[Data extracted from a collection]
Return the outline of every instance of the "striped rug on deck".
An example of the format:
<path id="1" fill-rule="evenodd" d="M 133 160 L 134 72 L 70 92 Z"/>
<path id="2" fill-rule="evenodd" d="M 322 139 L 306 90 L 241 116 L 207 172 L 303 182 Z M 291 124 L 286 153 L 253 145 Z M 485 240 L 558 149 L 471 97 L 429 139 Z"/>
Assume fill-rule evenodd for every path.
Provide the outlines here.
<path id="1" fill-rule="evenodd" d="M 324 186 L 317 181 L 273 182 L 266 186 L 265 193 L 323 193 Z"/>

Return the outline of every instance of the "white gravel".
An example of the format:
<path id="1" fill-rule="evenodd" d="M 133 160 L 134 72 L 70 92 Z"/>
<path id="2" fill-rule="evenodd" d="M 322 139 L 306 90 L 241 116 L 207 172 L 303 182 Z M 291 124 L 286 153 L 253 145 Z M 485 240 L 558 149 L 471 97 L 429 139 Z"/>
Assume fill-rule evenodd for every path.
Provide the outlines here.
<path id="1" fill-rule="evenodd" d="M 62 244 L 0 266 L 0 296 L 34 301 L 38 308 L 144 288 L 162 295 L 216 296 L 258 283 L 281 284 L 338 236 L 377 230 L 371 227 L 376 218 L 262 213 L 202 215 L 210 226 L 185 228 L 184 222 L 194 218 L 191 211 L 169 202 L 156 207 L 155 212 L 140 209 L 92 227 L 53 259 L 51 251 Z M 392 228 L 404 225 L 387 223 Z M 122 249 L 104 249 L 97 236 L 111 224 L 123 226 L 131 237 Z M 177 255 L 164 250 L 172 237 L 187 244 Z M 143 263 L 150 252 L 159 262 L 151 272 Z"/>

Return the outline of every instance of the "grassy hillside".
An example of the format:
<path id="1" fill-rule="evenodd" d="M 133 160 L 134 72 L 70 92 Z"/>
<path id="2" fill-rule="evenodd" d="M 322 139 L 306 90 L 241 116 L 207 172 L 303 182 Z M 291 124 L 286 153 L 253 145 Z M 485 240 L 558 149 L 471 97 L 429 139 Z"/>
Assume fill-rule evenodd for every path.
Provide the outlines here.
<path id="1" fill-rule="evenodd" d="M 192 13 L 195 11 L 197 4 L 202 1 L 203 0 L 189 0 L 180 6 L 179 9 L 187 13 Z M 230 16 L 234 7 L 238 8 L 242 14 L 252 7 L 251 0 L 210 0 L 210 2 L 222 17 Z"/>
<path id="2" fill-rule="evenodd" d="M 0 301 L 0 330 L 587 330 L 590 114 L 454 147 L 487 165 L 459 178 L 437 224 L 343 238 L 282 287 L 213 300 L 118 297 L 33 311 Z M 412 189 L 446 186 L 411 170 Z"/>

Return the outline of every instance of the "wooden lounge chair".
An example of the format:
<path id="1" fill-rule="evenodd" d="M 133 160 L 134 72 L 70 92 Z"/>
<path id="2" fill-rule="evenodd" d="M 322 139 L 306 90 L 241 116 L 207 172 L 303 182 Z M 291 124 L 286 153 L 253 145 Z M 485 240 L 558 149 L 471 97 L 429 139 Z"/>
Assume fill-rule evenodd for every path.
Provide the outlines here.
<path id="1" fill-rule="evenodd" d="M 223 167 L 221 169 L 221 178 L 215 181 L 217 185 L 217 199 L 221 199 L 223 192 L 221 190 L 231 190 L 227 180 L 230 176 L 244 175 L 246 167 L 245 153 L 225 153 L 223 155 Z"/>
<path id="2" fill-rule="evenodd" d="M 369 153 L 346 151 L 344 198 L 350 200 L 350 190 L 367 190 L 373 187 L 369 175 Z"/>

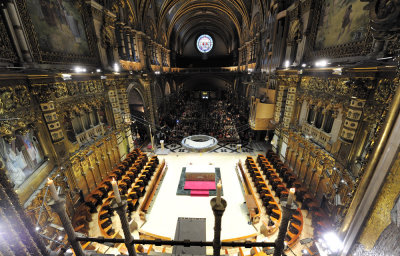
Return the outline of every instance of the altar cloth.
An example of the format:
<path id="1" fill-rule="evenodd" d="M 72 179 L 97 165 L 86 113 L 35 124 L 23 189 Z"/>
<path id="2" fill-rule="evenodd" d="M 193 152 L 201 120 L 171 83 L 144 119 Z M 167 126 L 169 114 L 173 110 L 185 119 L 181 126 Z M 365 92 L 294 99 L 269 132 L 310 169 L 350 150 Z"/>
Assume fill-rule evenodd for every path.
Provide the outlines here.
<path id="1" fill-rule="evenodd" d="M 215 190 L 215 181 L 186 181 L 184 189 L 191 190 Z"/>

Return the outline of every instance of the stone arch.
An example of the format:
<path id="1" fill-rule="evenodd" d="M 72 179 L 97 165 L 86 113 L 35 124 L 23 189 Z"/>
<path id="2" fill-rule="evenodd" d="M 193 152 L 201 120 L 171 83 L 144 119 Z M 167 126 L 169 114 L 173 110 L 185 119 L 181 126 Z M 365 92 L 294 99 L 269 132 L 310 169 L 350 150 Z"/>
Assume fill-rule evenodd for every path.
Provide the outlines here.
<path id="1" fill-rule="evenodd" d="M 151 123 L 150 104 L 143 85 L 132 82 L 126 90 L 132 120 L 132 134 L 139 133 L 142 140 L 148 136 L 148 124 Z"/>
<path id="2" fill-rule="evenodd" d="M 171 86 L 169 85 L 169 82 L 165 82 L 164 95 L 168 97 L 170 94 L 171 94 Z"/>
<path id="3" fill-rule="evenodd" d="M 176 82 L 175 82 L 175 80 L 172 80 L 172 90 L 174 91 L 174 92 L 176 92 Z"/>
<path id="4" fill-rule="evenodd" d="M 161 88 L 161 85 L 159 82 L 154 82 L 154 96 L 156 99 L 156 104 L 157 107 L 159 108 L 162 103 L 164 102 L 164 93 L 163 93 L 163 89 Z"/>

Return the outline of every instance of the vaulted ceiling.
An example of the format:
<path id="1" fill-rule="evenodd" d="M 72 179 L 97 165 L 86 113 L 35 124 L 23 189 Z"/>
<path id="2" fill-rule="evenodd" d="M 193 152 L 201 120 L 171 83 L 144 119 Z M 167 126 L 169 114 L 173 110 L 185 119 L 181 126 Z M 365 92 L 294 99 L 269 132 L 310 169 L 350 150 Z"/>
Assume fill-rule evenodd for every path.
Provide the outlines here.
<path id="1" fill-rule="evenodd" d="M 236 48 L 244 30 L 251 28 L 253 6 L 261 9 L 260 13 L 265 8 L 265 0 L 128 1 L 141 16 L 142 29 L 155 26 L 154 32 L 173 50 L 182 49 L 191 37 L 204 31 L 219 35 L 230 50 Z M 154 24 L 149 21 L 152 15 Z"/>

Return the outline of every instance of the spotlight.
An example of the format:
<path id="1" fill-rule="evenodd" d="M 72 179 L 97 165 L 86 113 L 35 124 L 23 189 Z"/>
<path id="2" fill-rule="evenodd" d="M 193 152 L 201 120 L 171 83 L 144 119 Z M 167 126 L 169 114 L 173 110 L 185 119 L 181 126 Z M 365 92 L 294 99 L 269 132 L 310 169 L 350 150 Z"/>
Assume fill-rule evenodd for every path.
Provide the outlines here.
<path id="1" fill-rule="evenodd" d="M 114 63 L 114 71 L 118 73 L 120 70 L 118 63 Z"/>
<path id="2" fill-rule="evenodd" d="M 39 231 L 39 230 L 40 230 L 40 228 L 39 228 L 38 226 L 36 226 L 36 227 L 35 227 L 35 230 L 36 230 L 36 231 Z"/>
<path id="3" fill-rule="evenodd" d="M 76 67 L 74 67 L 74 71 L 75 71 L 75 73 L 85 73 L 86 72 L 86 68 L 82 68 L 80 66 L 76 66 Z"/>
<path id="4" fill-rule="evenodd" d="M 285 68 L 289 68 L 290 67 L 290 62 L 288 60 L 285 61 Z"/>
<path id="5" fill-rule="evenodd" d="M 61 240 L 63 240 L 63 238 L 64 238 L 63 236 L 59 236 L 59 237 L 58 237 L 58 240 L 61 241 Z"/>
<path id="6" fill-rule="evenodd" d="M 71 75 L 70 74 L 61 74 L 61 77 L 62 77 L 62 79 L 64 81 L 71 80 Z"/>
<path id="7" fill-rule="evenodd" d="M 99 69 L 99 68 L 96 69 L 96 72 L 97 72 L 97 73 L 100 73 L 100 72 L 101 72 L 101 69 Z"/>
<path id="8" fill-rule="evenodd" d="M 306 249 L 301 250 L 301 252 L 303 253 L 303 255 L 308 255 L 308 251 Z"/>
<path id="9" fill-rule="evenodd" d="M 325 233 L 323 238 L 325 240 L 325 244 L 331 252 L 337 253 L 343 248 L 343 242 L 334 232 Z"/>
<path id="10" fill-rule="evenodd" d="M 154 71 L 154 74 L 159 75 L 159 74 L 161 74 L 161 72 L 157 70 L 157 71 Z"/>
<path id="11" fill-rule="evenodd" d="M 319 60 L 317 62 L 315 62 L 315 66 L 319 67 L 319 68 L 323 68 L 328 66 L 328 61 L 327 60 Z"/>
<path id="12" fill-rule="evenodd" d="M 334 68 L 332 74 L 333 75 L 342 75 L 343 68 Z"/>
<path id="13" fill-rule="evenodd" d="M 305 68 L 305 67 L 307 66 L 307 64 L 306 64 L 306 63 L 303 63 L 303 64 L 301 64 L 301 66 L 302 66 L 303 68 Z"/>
---
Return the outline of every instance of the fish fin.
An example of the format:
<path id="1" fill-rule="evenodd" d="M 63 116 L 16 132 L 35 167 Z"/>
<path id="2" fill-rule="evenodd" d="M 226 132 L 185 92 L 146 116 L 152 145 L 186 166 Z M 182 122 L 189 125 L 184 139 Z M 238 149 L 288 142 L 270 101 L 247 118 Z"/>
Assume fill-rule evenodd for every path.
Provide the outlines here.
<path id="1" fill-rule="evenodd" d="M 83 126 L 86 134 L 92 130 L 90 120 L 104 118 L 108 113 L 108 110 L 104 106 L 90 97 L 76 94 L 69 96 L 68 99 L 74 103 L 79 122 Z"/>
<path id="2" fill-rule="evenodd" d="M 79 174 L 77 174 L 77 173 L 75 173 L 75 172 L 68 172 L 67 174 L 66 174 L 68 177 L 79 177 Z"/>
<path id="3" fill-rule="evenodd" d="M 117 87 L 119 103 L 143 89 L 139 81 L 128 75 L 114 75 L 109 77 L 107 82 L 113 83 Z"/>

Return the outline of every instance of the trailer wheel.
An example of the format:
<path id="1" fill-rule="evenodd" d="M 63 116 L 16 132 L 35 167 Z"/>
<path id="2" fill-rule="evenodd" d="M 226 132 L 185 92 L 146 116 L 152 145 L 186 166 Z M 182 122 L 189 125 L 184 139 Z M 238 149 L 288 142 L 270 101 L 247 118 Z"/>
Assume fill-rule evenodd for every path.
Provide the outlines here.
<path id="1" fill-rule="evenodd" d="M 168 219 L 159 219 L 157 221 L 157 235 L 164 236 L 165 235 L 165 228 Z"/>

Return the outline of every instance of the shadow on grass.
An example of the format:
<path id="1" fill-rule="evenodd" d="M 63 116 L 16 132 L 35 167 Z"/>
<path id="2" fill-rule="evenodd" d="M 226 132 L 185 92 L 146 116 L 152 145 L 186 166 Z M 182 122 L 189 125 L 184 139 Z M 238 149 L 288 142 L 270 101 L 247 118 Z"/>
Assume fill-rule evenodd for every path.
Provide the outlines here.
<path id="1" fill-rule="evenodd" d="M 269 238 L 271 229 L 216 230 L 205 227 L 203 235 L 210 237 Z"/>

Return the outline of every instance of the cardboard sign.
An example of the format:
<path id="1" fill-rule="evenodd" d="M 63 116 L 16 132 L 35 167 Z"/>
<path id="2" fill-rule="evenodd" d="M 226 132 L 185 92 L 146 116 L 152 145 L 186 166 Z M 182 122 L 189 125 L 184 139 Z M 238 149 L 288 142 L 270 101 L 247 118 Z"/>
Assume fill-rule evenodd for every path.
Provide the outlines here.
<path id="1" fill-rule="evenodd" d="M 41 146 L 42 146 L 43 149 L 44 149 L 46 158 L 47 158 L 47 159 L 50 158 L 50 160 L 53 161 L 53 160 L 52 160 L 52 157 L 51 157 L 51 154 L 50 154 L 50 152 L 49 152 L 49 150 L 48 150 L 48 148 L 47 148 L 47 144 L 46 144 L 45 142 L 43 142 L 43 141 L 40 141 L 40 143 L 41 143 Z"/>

### Prompt
Copy each line from the entries above that has the word "Return" in it.

### Exercise answer
Return the outline of every instance of the "striped rug on deck".
Return the outline of every instance of the "white gravel".
Return the outline of every instance of the "grassy hillside".
Return the outline of every instance of the "wooden lounge chair".
Return the outline of every instance of the altar cloth.
Return the outline of every instance of the stone arch.
Return the outline of every instance of the vaulted ceiling.
Return the outline of every instance of the spotlight.
Return the outline of every instance of the fish fin.
Return the outline of every instance of the trailer wheel.
Return the outline of every instance of the shadow on grass.
Return the outline of every instance of the cardboard sign.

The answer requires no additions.